• To be done:
Transcribe, word for word, the line containing "Where can the man in grey" and each line following it through the end of the listing below. Omit all other lines.

• Data for the task:
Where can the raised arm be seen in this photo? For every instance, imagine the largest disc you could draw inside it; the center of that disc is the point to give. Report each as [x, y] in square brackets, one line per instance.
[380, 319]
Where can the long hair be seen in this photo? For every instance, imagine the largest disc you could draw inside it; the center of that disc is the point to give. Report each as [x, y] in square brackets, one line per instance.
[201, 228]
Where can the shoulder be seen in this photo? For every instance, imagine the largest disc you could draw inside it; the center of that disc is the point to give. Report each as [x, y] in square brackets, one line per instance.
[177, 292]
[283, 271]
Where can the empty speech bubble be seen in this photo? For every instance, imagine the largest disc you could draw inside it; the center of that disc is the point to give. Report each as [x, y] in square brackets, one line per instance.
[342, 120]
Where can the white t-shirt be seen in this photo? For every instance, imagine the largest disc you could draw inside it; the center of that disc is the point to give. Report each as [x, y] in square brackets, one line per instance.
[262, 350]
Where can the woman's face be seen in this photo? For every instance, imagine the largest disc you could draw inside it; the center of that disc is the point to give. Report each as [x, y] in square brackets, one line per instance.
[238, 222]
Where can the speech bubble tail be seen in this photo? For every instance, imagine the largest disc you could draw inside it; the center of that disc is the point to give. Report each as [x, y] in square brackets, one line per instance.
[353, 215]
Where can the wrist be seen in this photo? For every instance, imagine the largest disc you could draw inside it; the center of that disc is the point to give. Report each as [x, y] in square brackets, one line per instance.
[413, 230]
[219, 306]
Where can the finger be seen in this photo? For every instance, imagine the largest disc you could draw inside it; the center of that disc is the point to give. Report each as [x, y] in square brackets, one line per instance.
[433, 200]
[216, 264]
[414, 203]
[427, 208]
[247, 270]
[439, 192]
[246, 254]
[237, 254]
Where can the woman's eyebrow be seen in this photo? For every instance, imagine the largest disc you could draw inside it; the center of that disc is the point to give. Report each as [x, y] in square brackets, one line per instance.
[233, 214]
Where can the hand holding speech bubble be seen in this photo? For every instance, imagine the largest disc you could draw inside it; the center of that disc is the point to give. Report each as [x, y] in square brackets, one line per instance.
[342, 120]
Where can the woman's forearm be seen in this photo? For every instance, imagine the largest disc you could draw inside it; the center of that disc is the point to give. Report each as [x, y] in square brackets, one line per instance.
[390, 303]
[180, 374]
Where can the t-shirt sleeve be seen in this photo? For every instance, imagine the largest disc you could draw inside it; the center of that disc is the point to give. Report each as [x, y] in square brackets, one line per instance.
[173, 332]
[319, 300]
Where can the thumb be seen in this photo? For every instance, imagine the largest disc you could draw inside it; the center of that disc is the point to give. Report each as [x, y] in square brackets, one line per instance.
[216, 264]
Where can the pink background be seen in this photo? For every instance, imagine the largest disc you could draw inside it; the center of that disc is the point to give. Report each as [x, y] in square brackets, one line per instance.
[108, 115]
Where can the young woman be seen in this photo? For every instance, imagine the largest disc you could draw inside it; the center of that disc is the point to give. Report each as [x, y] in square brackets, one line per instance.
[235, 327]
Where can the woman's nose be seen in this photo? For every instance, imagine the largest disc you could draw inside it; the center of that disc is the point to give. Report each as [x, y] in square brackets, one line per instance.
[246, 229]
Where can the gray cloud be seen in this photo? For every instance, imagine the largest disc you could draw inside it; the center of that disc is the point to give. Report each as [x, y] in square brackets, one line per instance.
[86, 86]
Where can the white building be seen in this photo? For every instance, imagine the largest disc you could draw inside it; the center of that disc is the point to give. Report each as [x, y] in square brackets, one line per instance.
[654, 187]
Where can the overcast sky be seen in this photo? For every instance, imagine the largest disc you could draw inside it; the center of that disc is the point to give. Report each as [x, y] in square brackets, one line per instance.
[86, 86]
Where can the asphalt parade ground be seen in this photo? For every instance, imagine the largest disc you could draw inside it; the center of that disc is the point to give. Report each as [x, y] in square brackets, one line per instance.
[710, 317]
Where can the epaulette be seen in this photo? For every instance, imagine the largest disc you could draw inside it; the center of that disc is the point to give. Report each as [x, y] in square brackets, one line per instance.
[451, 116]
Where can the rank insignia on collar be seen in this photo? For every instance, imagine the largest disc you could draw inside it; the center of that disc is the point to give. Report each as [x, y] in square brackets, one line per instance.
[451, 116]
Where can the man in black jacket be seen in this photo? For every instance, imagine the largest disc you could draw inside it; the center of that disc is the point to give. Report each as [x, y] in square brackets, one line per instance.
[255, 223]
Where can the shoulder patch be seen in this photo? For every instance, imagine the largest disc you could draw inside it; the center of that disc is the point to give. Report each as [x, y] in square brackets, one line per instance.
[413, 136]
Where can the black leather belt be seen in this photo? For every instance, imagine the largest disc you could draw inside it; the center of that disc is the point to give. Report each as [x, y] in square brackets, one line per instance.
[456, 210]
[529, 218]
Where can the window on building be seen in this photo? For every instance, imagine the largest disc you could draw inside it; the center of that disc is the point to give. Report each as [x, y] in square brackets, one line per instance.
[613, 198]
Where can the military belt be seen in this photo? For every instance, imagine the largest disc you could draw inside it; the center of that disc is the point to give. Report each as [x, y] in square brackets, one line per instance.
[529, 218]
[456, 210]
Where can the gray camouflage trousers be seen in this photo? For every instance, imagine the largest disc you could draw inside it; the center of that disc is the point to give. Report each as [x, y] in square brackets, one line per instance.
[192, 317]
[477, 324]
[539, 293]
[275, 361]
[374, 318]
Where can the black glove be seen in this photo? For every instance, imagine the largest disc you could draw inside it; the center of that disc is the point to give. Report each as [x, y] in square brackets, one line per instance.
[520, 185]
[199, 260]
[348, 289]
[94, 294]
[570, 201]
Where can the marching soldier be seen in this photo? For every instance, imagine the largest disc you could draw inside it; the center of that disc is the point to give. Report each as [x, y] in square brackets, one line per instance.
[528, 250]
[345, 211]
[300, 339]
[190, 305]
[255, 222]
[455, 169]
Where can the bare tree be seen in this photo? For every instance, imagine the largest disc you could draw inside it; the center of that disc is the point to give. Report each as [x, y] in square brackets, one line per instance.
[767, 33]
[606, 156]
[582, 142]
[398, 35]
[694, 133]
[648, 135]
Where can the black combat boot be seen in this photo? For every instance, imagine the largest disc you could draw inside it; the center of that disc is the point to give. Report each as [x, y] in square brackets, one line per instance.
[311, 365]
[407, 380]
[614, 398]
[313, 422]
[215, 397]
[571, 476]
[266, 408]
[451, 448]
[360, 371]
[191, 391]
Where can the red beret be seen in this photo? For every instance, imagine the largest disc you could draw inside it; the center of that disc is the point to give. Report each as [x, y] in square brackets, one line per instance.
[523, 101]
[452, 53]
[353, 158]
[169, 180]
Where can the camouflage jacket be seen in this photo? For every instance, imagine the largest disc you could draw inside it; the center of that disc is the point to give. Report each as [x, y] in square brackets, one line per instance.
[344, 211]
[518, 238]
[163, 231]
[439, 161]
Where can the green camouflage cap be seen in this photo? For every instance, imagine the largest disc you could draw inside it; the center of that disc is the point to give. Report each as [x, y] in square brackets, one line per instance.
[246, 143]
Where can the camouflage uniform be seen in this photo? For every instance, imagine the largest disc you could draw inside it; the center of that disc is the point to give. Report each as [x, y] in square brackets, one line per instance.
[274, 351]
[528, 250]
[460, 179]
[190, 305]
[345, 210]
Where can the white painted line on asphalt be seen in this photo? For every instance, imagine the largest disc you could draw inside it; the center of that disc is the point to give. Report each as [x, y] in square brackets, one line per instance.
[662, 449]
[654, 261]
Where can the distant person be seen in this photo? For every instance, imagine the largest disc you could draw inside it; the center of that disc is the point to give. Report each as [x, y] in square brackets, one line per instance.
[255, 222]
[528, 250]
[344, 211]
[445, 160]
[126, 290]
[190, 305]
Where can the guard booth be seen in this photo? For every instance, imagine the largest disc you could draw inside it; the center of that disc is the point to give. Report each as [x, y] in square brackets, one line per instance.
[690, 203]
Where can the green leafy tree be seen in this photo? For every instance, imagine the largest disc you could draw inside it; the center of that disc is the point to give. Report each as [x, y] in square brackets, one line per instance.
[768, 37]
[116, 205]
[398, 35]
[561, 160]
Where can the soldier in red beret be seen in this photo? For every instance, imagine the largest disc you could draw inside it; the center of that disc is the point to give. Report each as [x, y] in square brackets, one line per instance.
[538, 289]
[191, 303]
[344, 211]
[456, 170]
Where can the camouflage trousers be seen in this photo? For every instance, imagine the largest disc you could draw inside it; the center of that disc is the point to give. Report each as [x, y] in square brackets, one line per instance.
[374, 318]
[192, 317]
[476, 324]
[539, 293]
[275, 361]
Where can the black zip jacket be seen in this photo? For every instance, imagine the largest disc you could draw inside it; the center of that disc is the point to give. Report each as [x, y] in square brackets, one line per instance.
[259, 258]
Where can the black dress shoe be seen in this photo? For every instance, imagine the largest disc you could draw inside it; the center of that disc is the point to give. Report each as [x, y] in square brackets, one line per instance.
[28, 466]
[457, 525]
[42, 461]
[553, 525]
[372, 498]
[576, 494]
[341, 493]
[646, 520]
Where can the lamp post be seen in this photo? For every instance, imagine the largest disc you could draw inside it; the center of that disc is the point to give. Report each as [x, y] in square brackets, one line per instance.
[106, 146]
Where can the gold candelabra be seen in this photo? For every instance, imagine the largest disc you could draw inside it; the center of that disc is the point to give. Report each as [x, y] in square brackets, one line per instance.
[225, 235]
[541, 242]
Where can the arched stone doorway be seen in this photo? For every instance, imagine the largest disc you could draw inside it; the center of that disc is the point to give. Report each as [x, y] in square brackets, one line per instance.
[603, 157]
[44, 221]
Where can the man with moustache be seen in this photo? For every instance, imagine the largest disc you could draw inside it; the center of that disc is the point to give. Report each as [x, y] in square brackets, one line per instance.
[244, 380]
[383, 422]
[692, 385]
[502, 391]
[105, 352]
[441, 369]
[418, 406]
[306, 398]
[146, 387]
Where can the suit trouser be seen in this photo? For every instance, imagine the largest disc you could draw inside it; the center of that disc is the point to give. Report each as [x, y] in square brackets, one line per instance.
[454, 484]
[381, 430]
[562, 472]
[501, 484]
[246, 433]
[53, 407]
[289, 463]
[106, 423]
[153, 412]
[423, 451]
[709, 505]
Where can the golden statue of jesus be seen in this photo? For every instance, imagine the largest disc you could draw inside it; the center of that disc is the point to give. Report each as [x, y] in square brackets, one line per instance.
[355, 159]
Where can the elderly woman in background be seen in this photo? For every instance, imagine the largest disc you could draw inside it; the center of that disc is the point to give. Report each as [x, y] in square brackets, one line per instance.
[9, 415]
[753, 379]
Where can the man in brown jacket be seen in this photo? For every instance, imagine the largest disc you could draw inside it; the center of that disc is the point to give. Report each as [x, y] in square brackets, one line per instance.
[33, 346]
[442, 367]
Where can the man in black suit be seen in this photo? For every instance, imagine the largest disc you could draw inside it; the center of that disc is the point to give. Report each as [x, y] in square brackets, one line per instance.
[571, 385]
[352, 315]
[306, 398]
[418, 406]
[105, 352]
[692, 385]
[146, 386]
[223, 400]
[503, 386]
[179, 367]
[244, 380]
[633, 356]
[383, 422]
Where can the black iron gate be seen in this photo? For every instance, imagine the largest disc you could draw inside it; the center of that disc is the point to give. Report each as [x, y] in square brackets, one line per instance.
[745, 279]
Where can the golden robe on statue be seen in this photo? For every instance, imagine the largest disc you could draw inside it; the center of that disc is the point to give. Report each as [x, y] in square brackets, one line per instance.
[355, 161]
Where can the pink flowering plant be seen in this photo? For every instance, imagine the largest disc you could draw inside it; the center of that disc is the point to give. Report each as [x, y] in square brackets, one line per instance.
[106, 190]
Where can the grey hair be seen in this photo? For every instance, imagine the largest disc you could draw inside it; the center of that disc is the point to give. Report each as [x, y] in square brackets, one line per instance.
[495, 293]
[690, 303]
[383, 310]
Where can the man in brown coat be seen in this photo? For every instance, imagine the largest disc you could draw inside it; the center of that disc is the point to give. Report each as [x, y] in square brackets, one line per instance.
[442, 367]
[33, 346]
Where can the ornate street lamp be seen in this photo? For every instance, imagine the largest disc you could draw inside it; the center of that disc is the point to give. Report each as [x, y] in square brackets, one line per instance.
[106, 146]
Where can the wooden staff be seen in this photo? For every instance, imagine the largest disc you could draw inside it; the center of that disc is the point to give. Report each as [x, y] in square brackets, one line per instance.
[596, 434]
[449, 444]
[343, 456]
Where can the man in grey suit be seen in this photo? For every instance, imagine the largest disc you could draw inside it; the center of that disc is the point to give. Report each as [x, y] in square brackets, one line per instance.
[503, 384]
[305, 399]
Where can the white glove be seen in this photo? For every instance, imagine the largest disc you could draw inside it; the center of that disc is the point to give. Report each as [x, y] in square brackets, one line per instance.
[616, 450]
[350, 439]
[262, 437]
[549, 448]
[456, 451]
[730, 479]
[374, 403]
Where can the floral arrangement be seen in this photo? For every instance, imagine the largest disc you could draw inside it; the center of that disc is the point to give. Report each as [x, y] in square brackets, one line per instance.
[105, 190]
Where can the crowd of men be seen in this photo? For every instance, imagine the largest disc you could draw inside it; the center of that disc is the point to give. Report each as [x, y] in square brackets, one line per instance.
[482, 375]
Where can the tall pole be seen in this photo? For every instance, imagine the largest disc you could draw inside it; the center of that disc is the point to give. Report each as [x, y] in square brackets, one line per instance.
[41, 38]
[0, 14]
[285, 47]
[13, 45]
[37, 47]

• Output:
Where can the man in grey suit be seen in this photo? For every instance, imagine the largest disc you could draw inside it; the center of that disc is the point to give. Report each as [x, y] in square brackets, one line per instance.
[503, 384]
[305, 399]
Where can the white glove be seen in this photo? For every instance, imagine the largest disc you could draw inside it; the center of that disc is the point to give. Report each as [x, y] in square brackets, one line per instance.
[616, 450]
[350, 439]
[262, 437]
[549, 448]
[456, 451]
[730, 479]
[374, 403]
Where can the floral arrangement be seen in this photo? For every instance, imagine the largest disc you could draw inside it; the center of that disc is the point to give. Report each as [x, y] in square brackets, one line per instance.
[105, 190]
Where can the crowd of men be seen in this photo? For every instance, imagine the largest disc you could draw inside it; the center of that disc is the point to give. Report each as [x, y] in square brackets, one line per instance.
[482, 375]
Where can the tall pole be seen in this photo? For every instance, imagine the largest disc you could draw inside it; the center of that disc is the point to give. Report each as [x, y] in square brackets, one line per instance.
[41, 38]
[0, 14]
[285, 47]
[13, 45]
[37, 47]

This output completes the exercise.